CentOS7でElasticsearch + apache


目的

Apacheのログ解析ツールが中々適当なものが無く障害発生の都度、調査に時間が掛かっていた。
ELK環境でApacheのログ解析ってどうやるの?うまく活用できないかな?というお勉強を行う。
本番稼働しているサーバとリアルタイムに同期、というのは今回は対象外。
⇒本番稼働のログを手動で持ってきて解析する。

作業環境

項目
VM VirtualBox 6.1
HostOS Win10 Professional
GuestOS CentOS Linux release 7.8.2003 (Core)
GuestIP 192.168.56.10

環境構築

参考サイト

1.を中心に参考とさせて頂いた。

  1. ELK(Elasticsearch+Logstash+Kibana) Apacheのグラフ化まで
  2. Elastic Stack 7 : Elasticsearch インストール

Apacheインストール

yum install -y httpd
systemctl enable httpd
systemctl start httpd

ELKインストール

cat > /etc/yum.repos.d/elasticsearch.repo <<EOF
[elasticsearch-7.x]
name=Elasticsearch repository for 7.x packages
baseurl=https://artifacts.elastic.co/packages/7.x/yum
gpgcheck=1
gpgkey=https://artifacts.elastic.co/GPG-KEY-elasticsearch
enabled=1
autorefresh=1
type=rpm-md
EOF 

yum install -y java-1.8.0-openjdk-devel
yum install -y elasticsearch kibana logstash
# elasticsearchで日本語が扱えるようにプラグイン追加
/usr/share/elasticsearch/bin/elasticsearch-plugin install analysis-kuromoji 

elasticsearch設定

cd /etc/elasticsearch/
cp -p elasticsearch.yml elasticsearch.yml.org
vi elasticsearch.yml   
----------------------------------
#network.host: 192.168.0.1
network.host: 0.0.0.0
discovery.type: single-node   #(注)

..............................

▸ 課題一覧
• 1. CentOS7でのElasticsearch構築記事の中で、「yum install -y」でインストールしているパッケージ名をすべて挙げよ。
• 2. CentOS7でのElasticsearch構築記事の「CentOS7でElasticsearch + apache」から「本番稼働しているサーバとリアルタイムに同期、というのは今回は対象外。」までの全文を、「リアルタイム」を「自動」に変えて書き直せ。
• 3. CentOS7でのElasticsearch構築記事の続きを、示された最後の行の後から書け。

▸ 物体指示データセットの行
..............................

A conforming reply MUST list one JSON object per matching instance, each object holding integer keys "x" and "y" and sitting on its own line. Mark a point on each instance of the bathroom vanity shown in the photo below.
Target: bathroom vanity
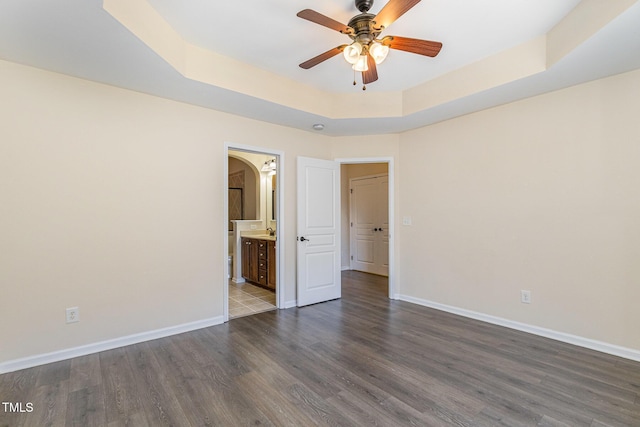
{"x": 259, "y": 260}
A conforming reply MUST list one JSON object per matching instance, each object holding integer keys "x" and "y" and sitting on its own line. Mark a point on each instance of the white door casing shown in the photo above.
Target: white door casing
{"x": 318, "y": 231}
{"x": 369, "y": 238}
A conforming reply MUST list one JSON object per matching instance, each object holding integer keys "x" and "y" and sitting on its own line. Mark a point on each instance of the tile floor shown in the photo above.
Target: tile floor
{"x": 246, "y": 299}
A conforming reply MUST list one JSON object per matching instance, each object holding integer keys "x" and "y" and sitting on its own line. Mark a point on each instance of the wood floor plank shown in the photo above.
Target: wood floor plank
{"x": 85, "y": 407}
{"x": 359, "y": 360}
{"x": 157, "y": 399}
{"x": 122, "y": 405}
{"x": 85, "y": 372}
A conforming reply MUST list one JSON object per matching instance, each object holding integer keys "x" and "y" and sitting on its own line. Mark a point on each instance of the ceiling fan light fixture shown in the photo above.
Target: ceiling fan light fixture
{"x": 352, "y": 52}
{"x": 361, "y": 64}
{"x": 379, "y": 52}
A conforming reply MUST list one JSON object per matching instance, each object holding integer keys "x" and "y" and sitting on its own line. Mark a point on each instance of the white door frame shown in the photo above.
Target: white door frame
{"x": 392, "y": 234}
{"x": 280, "y": 285}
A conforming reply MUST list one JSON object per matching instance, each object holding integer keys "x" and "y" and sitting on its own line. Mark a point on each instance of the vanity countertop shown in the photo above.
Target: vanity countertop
{"x": 260, "y": 236}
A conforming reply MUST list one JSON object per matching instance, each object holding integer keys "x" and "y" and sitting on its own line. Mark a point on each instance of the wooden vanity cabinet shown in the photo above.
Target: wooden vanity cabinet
{"x": 258, "y": 261}
{"x": 271, "y": 263}
{"x": 249, "y": 259}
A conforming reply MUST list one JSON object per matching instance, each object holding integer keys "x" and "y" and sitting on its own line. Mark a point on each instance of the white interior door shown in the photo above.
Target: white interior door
{"x": 318, "y": 231}
{"x": 370, "y": 225}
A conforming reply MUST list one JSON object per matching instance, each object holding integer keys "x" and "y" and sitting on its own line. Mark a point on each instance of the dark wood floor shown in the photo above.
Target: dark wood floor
{"x": 361, "y": 360}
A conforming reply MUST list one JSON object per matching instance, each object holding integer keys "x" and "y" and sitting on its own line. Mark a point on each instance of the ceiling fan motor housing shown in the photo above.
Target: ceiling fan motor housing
{"x": 361, "y": 25}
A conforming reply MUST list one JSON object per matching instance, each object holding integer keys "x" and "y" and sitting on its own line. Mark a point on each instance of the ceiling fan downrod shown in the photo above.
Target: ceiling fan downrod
{"x": 364, "y": 5}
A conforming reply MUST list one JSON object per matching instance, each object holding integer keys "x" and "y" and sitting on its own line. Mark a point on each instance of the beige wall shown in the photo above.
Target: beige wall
{"x": 113, "y": 201}
{"x": 541, "y": 195}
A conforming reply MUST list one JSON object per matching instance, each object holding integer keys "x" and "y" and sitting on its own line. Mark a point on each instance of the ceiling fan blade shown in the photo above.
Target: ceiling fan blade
{"x": 391, "y": 11}
{"x": 421, "y": 47}
{"x": 318, "y": 18}
{"x": 322, "y": 57}
{"x": 371, "y": 75}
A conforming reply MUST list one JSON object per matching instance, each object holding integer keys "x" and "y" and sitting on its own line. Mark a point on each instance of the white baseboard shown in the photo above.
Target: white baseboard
{"x": 56, "y": 356}
{"x": 290, "y": 304}
{"x": 600, "y": 346}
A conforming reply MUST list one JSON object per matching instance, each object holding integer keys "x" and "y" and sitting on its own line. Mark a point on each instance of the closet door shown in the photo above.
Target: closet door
{"x": 370, "y": 225}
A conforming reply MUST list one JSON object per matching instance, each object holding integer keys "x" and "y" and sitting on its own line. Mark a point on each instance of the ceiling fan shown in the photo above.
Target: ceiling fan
{"x": 367, "y": 50}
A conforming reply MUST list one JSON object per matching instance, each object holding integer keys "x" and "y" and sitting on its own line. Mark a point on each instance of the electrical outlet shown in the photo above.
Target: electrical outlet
{"x": 73, "y": 314}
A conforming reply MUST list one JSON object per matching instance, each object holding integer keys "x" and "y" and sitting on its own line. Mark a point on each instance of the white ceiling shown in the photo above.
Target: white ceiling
{"x": 79, "y": 38}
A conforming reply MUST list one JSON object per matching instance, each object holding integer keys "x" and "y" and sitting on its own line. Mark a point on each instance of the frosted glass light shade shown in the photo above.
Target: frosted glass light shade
{"x": 352, "y": 52}
{"x": 379, "y": 52}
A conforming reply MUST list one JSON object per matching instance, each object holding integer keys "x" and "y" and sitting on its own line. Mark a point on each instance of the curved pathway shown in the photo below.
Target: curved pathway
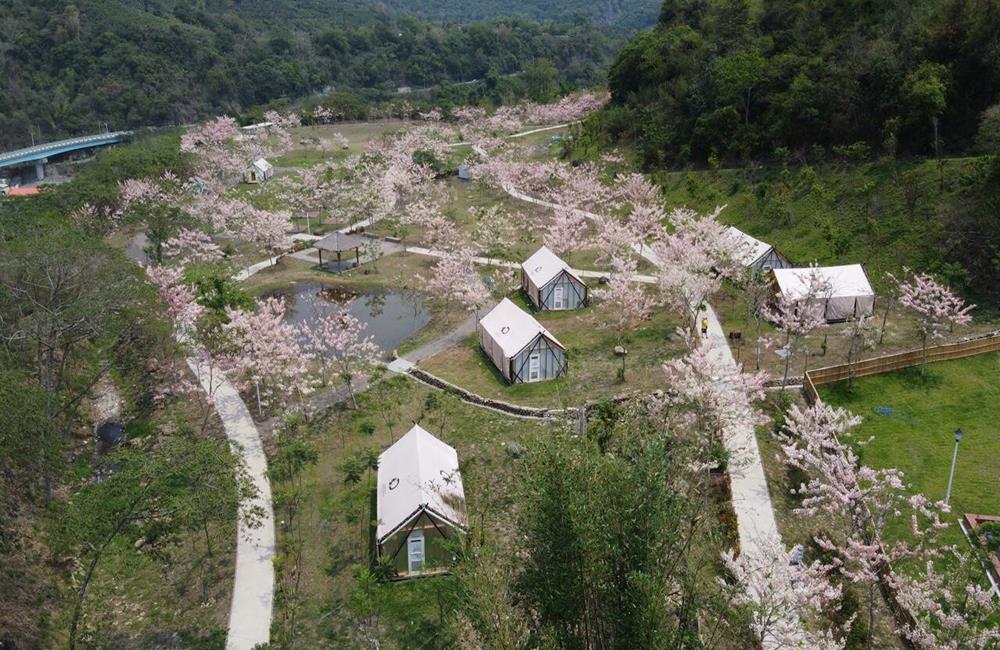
{"x": 253, "y": 580}
{"x": 755, "y": 521}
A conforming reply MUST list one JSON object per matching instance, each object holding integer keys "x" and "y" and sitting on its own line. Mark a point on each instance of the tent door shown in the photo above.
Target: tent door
{"x": 415, "y": 551}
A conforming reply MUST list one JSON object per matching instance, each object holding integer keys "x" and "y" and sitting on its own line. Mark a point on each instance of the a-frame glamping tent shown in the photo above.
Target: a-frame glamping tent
{"x": 757, "y": 254}
{"x": 519, "y": 346}
{"x": 421, "y": 504}
{"x": 550, "y": 283}
{"x": 851, "y": 294}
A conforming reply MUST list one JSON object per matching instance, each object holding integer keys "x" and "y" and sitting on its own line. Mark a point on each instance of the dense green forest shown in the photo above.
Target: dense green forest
{"x": 620, "y": 13}
{"x": 738, "y": 79}
{"x": 70, "y": 67}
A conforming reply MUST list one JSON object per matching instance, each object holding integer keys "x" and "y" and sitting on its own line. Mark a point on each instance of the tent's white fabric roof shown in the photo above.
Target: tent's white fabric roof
{"x": 419, "y": 470}
{"x": 545, "y": 265}
{"x": 846, "y": 281}
{"x": 513, "y": 328}
{"x": 753, "y": 248}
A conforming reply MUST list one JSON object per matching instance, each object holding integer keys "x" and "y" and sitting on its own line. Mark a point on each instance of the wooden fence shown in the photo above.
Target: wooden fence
{"x": 970, "y": 347}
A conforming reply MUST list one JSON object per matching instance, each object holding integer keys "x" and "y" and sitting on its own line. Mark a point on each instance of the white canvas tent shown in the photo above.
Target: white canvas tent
{"x": 421, "y": 502}
{"x": 259, "y": 171}
{"x": 851, "y": 293}
{"x": 519, "y": 346}
{"x": 550, "y": 283}
{"x": 758, "y": 254}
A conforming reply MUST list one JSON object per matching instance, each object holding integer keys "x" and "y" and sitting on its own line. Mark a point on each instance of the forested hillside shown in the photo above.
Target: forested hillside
{"x": 69, "y": 67}
{"x": 629, "y": 14}
{"x": 740, "y": 79}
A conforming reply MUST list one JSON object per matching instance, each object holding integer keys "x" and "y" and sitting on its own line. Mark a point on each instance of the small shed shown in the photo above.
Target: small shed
{"x": 340, "y": 243}
{"x": 757, "y": 254}
{"x": 420, "y": 504}
{"x": 550, "y": 283}
{"x": 851, "y": 294}
{"x": 519, "y": 346}
{"x": 259, "y": 171}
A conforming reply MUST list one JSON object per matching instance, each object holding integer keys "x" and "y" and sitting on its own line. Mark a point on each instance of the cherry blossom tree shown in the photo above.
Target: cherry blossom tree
{"x": 178, "y": 297}
{"x": 866, "y": 498}
{"x": 798, "y": 315}
{"x": 710, "y": 393}
{"x": 626, "y": 303}
{"x": 786, "y": 602}
{"x": 455, "y": 278}
{"x": 212, "y": 144}
{"x": 937, "y": 308}
{"x": 567, "y": 231}
{"x": 697, "y": 256}
{"x": 189, "y": 246}
{"x": 338, "y": 341}
{"x": 261, "y": 350}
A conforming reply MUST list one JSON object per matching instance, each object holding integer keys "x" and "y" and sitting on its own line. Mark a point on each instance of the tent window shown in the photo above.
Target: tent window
{"x": 415, "y": 551}
{"x": 534, "y": 366}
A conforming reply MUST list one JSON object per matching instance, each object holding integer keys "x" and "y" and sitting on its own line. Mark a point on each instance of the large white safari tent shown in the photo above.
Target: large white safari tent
{"x": 550, "y": 283}
{"x": 421, "y": 503}
{"x": 519, "y": 346}
{"x": 259, "y": 171}
{"x": 757, "y": 254}
{"x": 851, "y": 294}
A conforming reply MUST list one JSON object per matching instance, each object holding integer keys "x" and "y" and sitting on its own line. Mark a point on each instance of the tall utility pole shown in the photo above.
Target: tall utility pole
{"x": 954, "y": 457}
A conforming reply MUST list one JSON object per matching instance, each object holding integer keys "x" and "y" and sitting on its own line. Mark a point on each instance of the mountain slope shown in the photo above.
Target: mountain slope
{"x": 629, "y": 14}
{"x": 68, "y": 68}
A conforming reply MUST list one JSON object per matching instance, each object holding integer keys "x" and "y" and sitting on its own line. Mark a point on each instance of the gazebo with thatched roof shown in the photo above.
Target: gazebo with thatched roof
{"x": 340, "y": 243}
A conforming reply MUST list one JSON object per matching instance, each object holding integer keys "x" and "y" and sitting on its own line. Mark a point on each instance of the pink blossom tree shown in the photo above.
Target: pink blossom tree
{"x": 937, "y": 308}
{"x": 261, "y": 350}
{"x": 866, "y": 498}
{"x": 626, "y": 303}
{"x": 786, "y": 603}
{"x": 338, "y": 341}
{"x": 798, "y": 315}
{"x": 456, "y": 279}
{"x": 696, "y": 257}
{"x": 178, "y": 297}
{"x": 567, "y": 231}
{"x": 189, "y": 246}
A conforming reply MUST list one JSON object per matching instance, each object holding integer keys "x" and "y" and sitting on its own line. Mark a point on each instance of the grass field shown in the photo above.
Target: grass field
{"x": 590, "y": 353}
{"x": 916, "y": 435}
{"x": 332, "y": 608}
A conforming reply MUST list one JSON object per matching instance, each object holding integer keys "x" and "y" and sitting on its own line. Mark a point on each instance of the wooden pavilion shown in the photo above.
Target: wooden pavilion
{"x": 340, "y": 243}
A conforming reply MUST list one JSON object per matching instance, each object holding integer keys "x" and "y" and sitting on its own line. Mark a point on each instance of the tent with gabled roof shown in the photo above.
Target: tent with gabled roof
{"x": 520, "y": 347}
{"x": 757, "y": 254}
{"x": 550, "y": 283}
{"x": 420, "y": 503}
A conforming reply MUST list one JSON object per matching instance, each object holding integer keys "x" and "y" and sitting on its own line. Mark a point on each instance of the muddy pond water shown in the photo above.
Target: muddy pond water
{"x": 392, "y": 316}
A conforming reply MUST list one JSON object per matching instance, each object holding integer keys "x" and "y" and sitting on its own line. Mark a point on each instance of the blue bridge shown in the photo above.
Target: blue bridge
{"x": 40, "y": 153}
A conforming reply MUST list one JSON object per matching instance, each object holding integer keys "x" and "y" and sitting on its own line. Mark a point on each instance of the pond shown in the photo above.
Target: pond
{"x": 392, "y": 316}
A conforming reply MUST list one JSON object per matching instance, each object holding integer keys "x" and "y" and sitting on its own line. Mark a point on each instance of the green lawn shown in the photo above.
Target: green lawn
{"x": 590, "y": 347}
{"x": 917, "y": 436}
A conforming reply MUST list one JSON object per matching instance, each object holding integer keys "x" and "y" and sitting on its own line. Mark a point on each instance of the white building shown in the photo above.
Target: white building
{"x": 850, "y": 296}
{"x": 420, "y": 503}
{"x": 550, "y": 283}
{"x": 520, "y": 348}
{"x": 259, "y": 171}
{"x": 758, "y": 255}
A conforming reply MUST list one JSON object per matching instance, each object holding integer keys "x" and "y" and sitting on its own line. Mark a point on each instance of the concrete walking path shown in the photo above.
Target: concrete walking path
{"x": 253, "y": 582}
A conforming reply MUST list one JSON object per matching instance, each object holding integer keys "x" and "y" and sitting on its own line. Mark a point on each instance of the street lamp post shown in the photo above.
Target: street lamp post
{"x": 954, "y": 457}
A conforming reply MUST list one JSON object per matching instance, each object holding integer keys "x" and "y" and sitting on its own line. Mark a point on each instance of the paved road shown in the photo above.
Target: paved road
{"x": 253, "y": 583}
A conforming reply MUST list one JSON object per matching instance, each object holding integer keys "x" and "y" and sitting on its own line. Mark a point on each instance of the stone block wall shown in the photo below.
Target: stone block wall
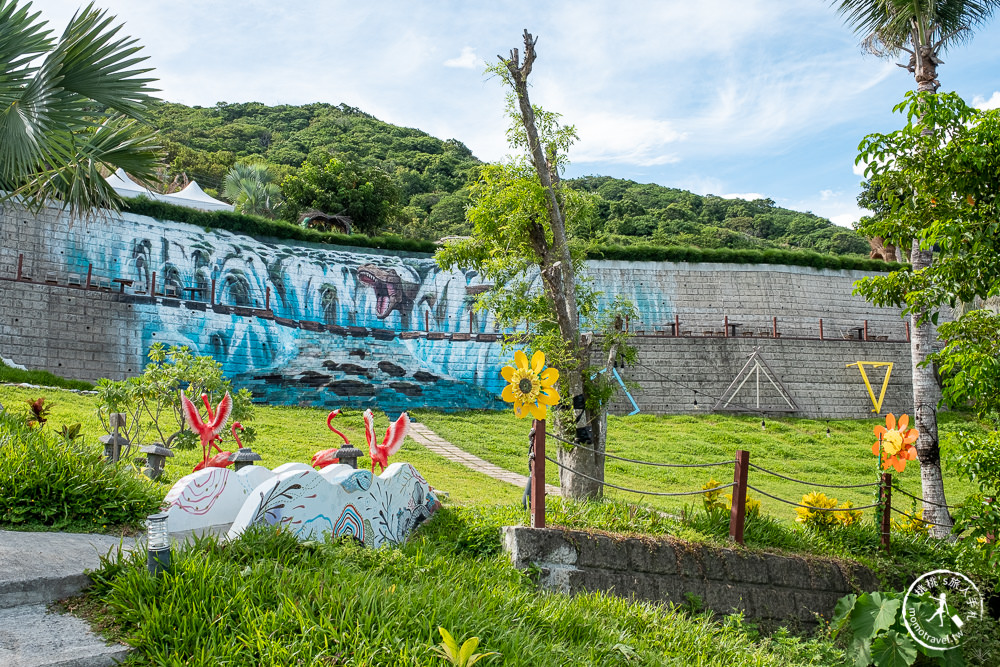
{"x": 309, "y": 324}
{"x": 775, "y": 589}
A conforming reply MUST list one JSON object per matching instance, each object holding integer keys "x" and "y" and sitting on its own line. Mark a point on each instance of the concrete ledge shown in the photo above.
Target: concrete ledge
{"x": 764, "y": 586}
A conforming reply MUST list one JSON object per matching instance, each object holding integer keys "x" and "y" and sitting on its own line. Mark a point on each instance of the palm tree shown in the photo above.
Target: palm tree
{"x": 252, "y": 190}
{"x": 924, "y": 29}
{"x": 71, "y": 108}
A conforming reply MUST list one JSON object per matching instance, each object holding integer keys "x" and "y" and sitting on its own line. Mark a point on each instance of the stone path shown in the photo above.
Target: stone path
{"x": 435, "y": 443}
{"x": 35, "y": 570}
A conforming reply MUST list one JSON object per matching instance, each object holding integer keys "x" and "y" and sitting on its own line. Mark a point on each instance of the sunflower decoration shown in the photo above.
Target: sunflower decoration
{"x": 896, "y": 442}
{"x": 531, "y": 388}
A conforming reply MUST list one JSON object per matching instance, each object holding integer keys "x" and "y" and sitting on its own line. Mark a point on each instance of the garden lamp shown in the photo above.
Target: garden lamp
{"x": 157, "y": 544}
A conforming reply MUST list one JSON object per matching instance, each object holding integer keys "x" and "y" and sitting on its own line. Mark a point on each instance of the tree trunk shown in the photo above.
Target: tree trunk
{"x": 925, "y": 400}
{"x": 585, "y": 479}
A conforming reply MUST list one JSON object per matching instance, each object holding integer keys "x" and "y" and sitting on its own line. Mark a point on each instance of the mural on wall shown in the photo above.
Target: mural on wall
{"x": 351, "y": 327}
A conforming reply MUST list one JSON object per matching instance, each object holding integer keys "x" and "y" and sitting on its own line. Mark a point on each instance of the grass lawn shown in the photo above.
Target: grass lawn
{"x": 284, "y": 434}
{"x": 796, "y": 448}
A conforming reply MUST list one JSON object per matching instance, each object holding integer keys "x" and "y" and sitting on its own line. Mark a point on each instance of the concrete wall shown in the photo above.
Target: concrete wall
{"x": 775, "y": 589}
{"x": 334, "y": 326}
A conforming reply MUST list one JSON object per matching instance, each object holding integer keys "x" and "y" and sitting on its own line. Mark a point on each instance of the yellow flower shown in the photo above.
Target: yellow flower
{"x": 531, "y": 388}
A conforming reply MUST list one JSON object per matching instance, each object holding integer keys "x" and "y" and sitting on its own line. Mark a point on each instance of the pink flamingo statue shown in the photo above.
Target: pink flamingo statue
{"x": 392, "y": 442}
{"x": 208, "y": 432}
{"x": 329, "y": 456}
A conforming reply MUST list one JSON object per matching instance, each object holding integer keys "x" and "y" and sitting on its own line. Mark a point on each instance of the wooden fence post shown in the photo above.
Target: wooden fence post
{"x": 885, "y": 500}
{"x": 738, "y": 513}
{"x": 538, "y": 477}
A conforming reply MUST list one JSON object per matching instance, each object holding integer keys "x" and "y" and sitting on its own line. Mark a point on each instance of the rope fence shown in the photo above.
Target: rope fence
{"x": 740, "y": 485}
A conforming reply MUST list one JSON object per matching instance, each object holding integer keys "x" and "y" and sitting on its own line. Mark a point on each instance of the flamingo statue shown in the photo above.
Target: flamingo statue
{"x": 329, "y": 456}
{"x": 391, "y": 443}
{"x": 208, "y": 432}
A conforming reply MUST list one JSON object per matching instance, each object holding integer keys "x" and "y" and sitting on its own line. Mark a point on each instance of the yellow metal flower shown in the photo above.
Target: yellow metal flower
{"x": 531, "y": 388}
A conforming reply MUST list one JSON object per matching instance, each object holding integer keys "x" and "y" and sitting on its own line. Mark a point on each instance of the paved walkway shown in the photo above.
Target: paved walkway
{"x": 439, "y": 445}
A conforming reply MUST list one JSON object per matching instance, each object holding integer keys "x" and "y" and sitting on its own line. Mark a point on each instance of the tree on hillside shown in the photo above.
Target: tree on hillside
{"x": 939, "y": 180}
{"x": 252, "y": 190}
{"x": 70, "y": 108}
{"x": 520, "y": 214}
{"x": 366, "y": 195}
{"x": 924, "y": 29}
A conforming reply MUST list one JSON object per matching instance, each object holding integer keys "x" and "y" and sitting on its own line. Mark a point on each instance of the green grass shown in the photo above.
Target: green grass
{"x": 284, "y": 434}
{"x": 268, "y": 600}
{"x": 41, "y": 378}
{"x": 796, "y": 448}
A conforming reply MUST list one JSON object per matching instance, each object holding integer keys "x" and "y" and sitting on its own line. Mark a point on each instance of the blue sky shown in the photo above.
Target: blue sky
{"x": 728, "y": 97}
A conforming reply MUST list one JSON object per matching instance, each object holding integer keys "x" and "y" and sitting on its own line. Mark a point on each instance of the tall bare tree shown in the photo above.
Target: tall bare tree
{"x": 923, "y": 29}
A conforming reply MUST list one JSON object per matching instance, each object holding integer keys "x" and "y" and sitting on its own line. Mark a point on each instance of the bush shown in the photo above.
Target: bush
{"x": 48, "y": 481}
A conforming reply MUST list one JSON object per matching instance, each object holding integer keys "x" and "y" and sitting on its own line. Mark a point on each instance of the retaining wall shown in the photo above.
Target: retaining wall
{"x": 302, "y": 323}
{"x": 775, "y": 589}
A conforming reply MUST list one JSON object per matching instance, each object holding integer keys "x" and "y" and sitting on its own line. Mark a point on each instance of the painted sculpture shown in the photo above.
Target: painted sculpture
{"x": 337, "y": 500}
{"x": 326, "y": 457}
{"x": 894, "y": 446}
{"x": 531, "y": 389}
{"x": 209, "y": 432}
{"x": 391, "y": 443}
{"x": 341, "y": 501}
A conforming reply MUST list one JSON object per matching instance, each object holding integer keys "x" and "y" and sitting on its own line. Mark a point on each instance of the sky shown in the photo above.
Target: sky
{"x": 742, "y": 98}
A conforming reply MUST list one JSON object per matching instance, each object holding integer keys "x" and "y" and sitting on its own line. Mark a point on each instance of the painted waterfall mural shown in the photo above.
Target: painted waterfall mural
{"x": 299, "y": 324}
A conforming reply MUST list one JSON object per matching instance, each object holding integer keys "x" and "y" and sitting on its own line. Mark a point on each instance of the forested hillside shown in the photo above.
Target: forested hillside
{"x": 428, "y": 178}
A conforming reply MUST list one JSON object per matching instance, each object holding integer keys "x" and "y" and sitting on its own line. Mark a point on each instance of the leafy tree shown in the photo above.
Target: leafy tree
{"x": 924, "y": 29}
{"x": 520, "y": 214}
{"x": 938, "y": 180}
{"x": 252, "y": 190}
{"x": 364, "y": 194}
{"x": 69, "y": 108}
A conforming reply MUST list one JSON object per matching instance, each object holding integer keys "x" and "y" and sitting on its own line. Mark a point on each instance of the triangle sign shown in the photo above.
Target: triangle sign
{"x": 877, "y": 402}
{"x": 754, "y": 367}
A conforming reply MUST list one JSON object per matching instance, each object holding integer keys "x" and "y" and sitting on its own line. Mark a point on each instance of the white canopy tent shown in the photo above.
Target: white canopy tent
{"x": 191, "y": 196}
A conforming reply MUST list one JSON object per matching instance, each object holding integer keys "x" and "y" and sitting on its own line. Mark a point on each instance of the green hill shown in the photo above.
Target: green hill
{"x": 431, "y": 177}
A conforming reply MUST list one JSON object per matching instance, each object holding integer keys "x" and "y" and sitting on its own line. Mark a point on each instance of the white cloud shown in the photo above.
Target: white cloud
{"x": 984, "y": 104}
{"x": 467, "y": 60}
{"x": 621, "y": 138}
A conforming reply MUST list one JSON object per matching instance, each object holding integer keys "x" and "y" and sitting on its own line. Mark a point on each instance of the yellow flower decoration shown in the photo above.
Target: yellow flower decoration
{"x": 531, "y": 389}
{"x": 897, "y": 442}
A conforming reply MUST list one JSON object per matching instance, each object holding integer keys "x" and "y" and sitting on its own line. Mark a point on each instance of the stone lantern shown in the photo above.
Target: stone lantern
{"x": 349, "y": 455}
{"x": 156, "y": 459}
{"x": 244, "y": 456}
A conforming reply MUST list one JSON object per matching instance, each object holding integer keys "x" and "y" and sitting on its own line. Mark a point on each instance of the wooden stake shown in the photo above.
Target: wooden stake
{"x": 738, "y": 513}
{"x": 885, "y": 498}
{"x": 538, "y": 477}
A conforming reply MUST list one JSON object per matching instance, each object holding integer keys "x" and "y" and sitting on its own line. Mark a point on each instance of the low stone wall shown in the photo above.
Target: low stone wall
{"x": 774, "y": 589}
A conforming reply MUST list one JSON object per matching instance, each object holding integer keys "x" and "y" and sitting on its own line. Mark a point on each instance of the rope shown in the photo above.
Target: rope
{"x": 642, "y": 493}
{"x": 645, "y": 463}
{"x": 826, "y": 486}
{"x": 916, "y": 518}
{"x": 923, "y": 500}
{"x": 809, "y": 507}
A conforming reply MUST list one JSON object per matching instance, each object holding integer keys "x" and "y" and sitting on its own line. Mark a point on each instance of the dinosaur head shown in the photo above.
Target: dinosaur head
{"x": 391, "y": 293}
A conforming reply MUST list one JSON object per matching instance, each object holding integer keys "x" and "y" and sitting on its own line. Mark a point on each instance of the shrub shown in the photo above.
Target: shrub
{"x": 45, "y": 480}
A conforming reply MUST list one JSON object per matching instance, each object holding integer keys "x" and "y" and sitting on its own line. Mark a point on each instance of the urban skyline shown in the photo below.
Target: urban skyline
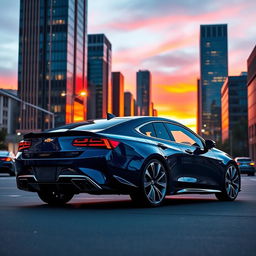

..............................

▸ 解答
• 1. httpd、java-1.8.0-openjdk-devel、elasticsearch、kibana、logstash

• 2.
CentOS7でElasticsearch + apache


目的

Apacheのログ解析ツールが中々適当なものが無く障害発生の都度、調査に時間が掛かっていた。
ELK環境でApacheのログ解析ってどうやるの?うまく活用できないかな?というお勉強を行う。
本番稼働しているサーバと自動に同期、というのは今回は対象外。

• 3.
----------------------------------

(注)記載がないと以下のエラーが発生した
下記サイトを参照し設定追加
https://papalagi.org/blog/archives/437

[1]: the default discovery settings are unsuitable for production use; at least one of [discovery.seed_hosts, discovery.seed_providers, cluster.initial_master_nodes] must be configured

kibana設定

cd /etc/kibana/
cp -p kibana.yml kibana.yml.org
vi kibana.yml
----------------------------------
#server.host: "localhost"
server.host: "0.0.0.0"

#i18n.locale: "en"
i18n.locale: "ja-JP"
----------------------------------

i18n.locale: "ja-JP"の部分は日本語だが、日本語化するとkibanaの一部ページがエラーで見れなくなった。
(お勉強なので気にしない。)

起動確認

systemctl daemon-reload
# elasticsearchが起動する事を確認
systemctl restart elasticsearch
systemctl status elasticsearch

自動実行設定

systemctl start kibana
systemctl start logstash
systemctl enable elasticsearch
systemctl enable kibana
systemctl enable logstash

接続確認

サービス URL
elastic http://サーバIP:9200/
kibana http://サーバIP:5601/

Apacheログを読み込んでみる

参考サイト

logstash設定ファイル作成

# 設定ファイルの配置場所は任意だが、ここでは/etc/logstash配下に配置する。
cd /etc/logstash
vi apache_import.conf
----------------------------------
input {
  stdin { }
}

filter {
  grok {
#     https://github.com/logstash-plugins/logstash-patterns-core/tree/master/patterns
#     defaultのapacheはCOMBINEDを利用
#     match => { "message" => "%{COMBINEDAPACHELOG}" }
      match => { "message" => "%{HTTPD_COMMONLOG}" }
  }
  date {
    match => [ "timestamp" , "dd/MMM/yyyy:HH:mm:ss Z" ]
    locale => "en"
  }
  mutate {
    replace => { "type" => "apache_access" }
  }
}

output {
  # stdout { codec => rubydebug }
  # elasticsearch { host => '172.17.4.199' } (参考サイトの記述。これだとエラーになる)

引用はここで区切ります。